> [EXERCISE PROMPT]:
Locate every line in the listing below that contains the string "small" and copy each one out. Matching is case-sensitive.

Collected data entries:
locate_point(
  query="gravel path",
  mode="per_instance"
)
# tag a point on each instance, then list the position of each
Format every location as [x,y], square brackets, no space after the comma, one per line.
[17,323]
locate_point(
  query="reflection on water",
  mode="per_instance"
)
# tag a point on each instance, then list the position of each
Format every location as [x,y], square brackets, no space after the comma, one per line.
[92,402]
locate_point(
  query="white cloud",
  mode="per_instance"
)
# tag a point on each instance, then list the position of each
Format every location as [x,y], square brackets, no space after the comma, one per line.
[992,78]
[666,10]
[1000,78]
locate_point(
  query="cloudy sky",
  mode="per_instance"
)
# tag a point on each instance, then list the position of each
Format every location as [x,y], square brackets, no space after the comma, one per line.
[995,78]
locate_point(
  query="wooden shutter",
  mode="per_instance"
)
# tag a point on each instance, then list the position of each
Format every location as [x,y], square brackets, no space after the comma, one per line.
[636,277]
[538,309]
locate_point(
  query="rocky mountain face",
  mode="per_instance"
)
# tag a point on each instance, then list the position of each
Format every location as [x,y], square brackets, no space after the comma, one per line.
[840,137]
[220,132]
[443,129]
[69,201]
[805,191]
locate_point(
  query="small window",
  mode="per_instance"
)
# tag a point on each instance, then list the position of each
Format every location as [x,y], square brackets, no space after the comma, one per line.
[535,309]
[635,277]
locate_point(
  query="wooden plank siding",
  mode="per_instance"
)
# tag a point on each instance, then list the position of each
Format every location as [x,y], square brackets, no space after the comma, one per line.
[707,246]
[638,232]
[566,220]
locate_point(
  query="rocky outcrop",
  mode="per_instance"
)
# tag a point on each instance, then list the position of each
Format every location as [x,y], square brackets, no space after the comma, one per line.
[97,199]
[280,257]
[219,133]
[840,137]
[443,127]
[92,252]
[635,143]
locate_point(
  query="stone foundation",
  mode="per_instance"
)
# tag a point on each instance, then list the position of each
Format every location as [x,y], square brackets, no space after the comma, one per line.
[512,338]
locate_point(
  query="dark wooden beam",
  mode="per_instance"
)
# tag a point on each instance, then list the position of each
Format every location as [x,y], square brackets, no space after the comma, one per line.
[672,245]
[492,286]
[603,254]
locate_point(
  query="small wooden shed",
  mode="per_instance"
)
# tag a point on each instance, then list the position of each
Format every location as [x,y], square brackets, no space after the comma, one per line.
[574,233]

> [EXERCISE RESPONSE]:
  query="small window",
  query="small wooden shed",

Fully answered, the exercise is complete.